### 任务说明:
按照给定文段的思路部分,棋子个数为偶数时,局面怎样转化为 $Nim$ 游戏?每堆石子的个数用什么来表示?
::: 给定文段
Georgia和Bob在玩游戏,排成直线的格子上放有 $n$ 个棋子。棋子 $i$ 在从左向右的第 $p_i$ 个格子上。两人轮流选择一个棋子向左移动,每次可以移动任意一格,但是不能超过其他的棋子,也不允许两个棋子放在一个格子里。假设二人足够聪明,当一方无法再进行移动棋子时,该方失败,Georgia先进行移动,问在每种条件下谁会获胜?


思路

棋子分为奇数和偶数两种情况.

当棋子个数为偶数时,我们就可以把棋子两辆看成一对,每对棋子就可以转化成 $Nim$ 游戏里的一堆石子,每堆石子的个数就可以用棋子之间的间隔来表示。
::::::
::: 提供数据
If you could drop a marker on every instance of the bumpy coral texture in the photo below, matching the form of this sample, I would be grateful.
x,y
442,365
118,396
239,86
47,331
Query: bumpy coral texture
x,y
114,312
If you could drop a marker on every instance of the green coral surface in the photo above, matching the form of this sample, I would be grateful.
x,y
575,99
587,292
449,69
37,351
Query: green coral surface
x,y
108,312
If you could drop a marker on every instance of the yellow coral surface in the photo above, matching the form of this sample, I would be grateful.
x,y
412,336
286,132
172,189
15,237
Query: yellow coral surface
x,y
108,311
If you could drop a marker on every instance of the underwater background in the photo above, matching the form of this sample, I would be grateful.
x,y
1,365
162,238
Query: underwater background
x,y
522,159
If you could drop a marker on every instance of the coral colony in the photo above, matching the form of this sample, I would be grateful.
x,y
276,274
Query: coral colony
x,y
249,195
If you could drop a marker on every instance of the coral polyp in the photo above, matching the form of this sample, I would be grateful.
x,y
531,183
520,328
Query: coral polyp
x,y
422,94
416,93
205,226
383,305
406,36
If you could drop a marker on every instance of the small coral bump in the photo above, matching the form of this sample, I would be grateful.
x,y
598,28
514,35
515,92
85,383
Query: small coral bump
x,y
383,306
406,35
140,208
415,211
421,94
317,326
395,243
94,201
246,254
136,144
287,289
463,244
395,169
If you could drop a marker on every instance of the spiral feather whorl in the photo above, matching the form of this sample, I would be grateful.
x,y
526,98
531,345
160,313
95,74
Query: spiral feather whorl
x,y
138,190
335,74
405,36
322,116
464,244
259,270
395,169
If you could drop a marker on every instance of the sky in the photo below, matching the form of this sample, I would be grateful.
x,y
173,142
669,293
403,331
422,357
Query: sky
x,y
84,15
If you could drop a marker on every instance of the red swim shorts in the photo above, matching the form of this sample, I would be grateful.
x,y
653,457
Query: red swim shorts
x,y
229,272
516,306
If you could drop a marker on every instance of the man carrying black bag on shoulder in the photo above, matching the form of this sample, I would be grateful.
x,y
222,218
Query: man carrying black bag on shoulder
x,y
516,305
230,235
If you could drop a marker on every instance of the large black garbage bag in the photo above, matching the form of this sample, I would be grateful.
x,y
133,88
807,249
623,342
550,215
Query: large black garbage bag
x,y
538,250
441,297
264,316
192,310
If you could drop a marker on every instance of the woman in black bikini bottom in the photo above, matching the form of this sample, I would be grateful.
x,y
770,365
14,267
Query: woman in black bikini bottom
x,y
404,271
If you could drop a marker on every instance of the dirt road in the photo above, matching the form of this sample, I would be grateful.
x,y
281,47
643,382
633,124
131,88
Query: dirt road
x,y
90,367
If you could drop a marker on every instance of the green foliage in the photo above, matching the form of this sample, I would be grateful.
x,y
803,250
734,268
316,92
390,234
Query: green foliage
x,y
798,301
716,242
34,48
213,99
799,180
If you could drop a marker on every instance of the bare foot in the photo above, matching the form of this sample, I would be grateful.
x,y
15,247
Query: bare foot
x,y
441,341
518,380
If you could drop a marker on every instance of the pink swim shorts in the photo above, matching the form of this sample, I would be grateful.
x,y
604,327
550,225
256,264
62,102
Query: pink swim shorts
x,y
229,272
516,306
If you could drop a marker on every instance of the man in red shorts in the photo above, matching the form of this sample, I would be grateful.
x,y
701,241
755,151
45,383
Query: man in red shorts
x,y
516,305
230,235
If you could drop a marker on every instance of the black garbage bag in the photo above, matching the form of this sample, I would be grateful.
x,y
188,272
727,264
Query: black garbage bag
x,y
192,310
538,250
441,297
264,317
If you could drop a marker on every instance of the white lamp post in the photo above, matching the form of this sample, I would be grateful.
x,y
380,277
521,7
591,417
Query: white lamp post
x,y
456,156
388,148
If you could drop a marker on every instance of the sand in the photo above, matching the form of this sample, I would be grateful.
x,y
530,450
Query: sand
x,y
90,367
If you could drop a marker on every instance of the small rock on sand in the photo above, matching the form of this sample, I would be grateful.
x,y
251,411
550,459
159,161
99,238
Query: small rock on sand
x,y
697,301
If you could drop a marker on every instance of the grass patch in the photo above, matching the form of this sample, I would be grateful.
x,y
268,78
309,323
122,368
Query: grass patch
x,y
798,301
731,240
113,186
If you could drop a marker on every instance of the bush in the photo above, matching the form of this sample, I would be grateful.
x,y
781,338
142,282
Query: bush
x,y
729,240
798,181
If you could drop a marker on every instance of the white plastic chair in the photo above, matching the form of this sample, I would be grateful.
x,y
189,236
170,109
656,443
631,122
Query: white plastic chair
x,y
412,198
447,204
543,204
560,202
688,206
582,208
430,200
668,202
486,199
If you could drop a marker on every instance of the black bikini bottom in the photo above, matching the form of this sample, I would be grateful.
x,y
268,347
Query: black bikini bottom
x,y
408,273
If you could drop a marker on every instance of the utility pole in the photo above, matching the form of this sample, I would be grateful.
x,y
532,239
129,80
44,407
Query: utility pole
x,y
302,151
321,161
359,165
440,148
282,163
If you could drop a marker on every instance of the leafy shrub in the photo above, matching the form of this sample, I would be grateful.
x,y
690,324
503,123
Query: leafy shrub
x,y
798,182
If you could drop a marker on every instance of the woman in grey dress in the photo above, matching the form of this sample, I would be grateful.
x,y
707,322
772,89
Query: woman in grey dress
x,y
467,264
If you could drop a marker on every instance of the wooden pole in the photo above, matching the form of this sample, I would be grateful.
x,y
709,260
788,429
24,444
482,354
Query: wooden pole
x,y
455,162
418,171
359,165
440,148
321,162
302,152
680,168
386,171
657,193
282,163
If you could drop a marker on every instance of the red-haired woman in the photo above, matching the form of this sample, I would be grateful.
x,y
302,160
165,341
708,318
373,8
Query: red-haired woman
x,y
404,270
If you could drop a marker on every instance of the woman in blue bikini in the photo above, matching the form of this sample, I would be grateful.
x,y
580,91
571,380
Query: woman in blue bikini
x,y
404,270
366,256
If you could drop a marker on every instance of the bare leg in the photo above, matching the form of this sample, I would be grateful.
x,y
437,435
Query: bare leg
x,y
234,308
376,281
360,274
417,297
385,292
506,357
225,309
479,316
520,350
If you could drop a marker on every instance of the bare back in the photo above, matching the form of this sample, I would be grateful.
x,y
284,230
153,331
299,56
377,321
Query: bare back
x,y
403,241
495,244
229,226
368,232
::::::
::: 提供数据
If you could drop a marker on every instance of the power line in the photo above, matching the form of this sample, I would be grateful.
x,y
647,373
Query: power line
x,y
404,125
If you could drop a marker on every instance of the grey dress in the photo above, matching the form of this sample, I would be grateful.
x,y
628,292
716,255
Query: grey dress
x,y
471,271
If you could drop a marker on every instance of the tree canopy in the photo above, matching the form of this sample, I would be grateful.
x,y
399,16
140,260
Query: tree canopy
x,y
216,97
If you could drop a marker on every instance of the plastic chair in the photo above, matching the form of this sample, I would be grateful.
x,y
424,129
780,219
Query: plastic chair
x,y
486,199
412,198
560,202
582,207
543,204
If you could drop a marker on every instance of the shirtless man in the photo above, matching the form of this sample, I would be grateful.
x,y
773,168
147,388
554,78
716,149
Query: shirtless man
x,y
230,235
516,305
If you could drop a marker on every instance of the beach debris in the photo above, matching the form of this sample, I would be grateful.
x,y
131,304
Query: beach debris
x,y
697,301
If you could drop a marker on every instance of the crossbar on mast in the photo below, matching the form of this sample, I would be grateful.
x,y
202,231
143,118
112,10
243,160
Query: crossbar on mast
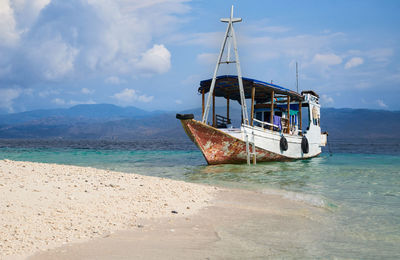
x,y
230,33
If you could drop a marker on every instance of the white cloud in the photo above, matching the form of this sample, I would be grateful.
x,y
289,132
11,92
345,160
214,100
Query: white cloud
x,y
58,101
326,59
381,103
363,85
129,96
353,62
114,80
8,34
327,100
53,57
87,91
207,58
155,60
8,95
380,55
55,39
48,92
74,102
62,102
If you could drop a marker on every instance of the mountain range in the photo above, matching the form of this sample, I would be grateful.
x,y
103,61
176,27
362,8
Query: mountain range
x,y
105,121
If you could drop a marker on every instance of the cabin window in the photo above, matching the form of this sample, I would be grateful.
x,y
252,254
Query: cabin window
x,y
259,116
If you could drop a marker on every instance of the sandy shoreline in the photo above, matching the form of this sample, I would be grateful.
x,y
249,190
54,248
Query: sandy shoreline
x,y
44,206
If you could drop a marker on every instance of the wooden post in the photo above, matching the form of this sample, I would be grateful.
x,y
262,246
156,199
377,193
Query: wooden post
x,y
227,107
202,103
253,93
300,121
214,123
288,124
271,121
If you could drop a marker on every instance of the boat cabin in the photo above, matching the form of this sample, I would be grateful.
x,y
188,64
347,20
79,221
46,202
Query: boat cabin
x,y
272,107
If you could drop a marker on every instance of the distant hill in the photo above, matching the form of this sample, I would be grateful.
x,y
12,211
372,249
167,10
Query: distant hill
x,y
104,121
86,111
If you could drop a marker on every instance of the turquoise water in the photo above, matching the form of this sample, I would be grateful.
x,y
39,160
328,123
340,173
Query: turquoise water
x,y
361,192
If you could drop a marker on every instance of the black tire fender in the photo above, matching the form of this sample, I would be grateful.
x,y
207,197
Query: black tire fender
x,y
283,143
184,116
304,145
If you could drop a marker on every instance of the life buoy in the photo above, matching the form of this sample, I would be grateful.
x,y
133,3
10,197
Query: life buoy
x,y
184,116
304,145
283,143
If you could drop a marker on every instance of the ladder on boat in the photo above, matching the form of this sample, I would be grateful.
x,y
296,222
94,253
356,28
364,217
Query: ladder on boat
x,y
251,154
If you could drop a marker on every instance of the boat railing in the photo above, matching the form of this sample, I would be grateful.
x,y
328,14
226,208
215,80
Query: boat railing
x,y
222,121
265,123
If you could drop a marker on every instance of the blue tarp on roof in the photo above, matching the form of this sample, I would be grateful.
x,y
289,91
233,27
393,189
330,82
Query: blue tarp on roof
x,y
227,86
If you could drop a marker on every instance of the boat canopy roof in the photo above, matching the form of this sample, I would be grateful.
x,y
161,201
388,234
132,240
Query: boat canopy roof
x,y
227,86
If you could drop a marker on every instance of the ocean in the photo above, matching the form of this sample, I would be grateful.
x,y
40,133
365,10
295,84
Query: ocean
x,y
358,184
::::::
### 任务解答:
把棋子每两个看成一对,每对棋子对应 $Nim$ 游戏里的一堆石子,每堆石子的个数用这对棋子之间的间隔表示。